In the commentary on Iraq policy below, what share of the world's oil trade could Iranian anti-ship missiles in the Straits of Hormuz cut off?

------ TEXT PASSAGE

The more often the players in Iraqi government change, the less effective any efforts to build credibility. Eventually, no amount of pomp and circumstance can legitimatize a flawed government incapable of controlling anything beyond Baghdad's Green Zone.

If the Iraqi government is dependent on American help, it can never be independent. Whatever the political games played in Washington, the realities shaped by Anti-American populism in Iraq determines the acceptability and viability of any Iraqi government.

Geopolitical and Military Realities

With troop strength too low to control the situation of chaos, maintaining the course will simply lead to more violence and more dead Americans. As I said im my last post, it's unclear what effect pouring more troops into the situation will have. The pronounced buildup in US forces earlier this year in Baghdad did nothing to combat the insurgency there.

Steering a same course ahead will only produce more of the same, yet the President's ego or other motivation seems to persist indefinitely. He's essentially been saying the same things since the earliest days of the Iraq invasion. This 2005 article in The Progressive describes the President's position essentially unchanged from today's.
See also this piece from Jim Lobe called "Bush Seems Determined to Stay the Course."

Fueled by the monolithic War on Terror, there appears to be no limit in the desire of the US government to destabilize the Middle East, which inflates the cost of oil. Destabilization is in line with the goals of Project for a New American Century neocons, and the Clean Break approach favored by Zionists.

Still, there are limits to the effectiveness of destabilization. At the very least the problems created by anarchy in Iraq show the differences between US and Israeli goals. Clean Break advocated destabilization and regime change of all Israel's enemies, more or less indefinitely. Yet for the US to extend the state of chaos created by its occupation at some point hurts the so-called moderate regimes in the region.

A long-sought neo-con objective--war in Iran--would exacerbate the threat to the supply of oil too greatly. The Iranians are quite capable of lobbing anti-ship missles into the Straits of Hormuz and cutting off 60% or so of the world's oil trade transitting the corridor.

Ironically, the US must depend on the Iranians to contain the Iraq fiasco.

------------
------ DATA EXTRACT

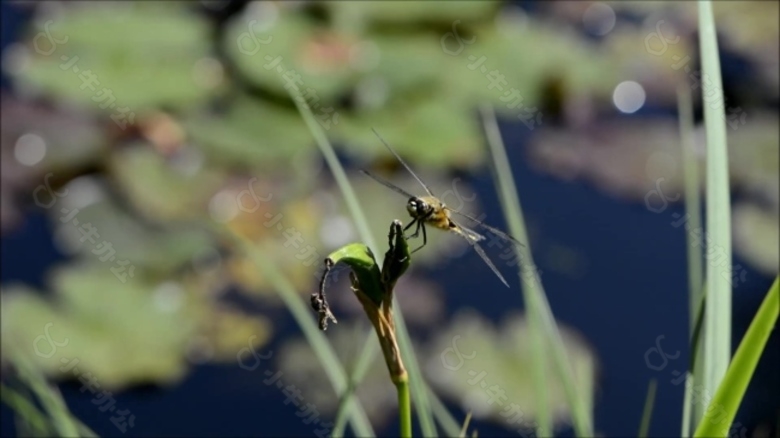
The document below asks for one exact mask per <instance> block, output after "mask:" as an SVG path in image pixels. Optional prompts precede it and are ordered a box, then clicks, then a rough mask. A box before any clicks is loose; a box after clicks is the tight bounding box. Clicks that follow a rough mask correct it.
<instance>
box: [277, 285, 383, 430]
mask: <svg viewBox="0 0 780 438" xmlns="http://www.w3.org/2000/svg"><path fill="white" fill-rule="evenodd" d="M353 299H354V297H353ZM365 319H366V317H365V316H361V317H360V319H359V320H358V321H361V322H358V323H355V322H351V321H345V320H342V319H339V324H338V330H332V333H328V339H329V340H330V342H331V345H332V346H333V348H334V350H335V351H336V354H337V355H338V357H339V359H340V360H341V361H342V363H345V364H347V365H346V366H347V367H348V368H347V370H348V371H347V372H348V373H349V366H350V364H354V363H355V362H356V361H357V358H358V356H359V355H360V351H361V350H362V348H363V342H364V340H365V339H366V335H367V334H368V335H369V336H374V334H373V332H372V331H371V328H370V326H368V324H364V323H363V321H364V320H365ZM329 332H330V330H329ZM371 341H373V342H376V340H375V339H372V340H371ZM277 366H278V367H279V368H280V369H283V370H284V373H285V379H287V376H289V379H290V381H291V382H293V383H294V384H295V385H297V386H298V387H300V388H301V390H302V391H303V396H304V398H305V399H306V400H311V402H312V403H313V404H315V405H317V406H319V407H320V409H321V413H322V414H323V415H326V416H329V417H330V416H333V415H335V412H336V408H337V407H338V404H337V403H333V400H334V399H337V398H338V394H336V393H335V392H334V391H333V387H332V385H331V384H330V382H329V381H328V378H327V376H326V374H325V371H323V369H322V365H320V362H319V360H317V357H316V356H315V354H314V352H313V351H312V349H311V346H310V345H309V343H308V342H307V341H306V340H305V339H303V338H297V339H293V340H291V341H288V342H286V343H285V345H284V346H283V347H282V348H281V352H280V354H279V357H278V363H277ZM356 394H357V397H358V398H359V399H360V404H361V405H362V406H363V408H365V410H366V414H368V417H369V419H370V420H371V424H372V426H373V427H374V428H377V429H379V428H382V427H383V426H384V425H386V424H387V423H388V421H390V420H391V419H392V418H393V416H394V415H395V408H394V406H396V403H397V395H396V391H395V388H394V387H393V384H392V383H391V382H390V379H388V377H387V367H386V366H385V364H384V362H383V361H382V359H381V355H379V354H377V355H375V356H374V361H373V362H372V363H371V364H370V365H369V366H368V371H367V372H366V375H365V377H364V378H363V380H362V381H361V382H360V385H359V386H358V387H357V390H356Z"/></svg>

------------

SOLUTION TO THE EXERCISE
About 60% of the world's oil trade.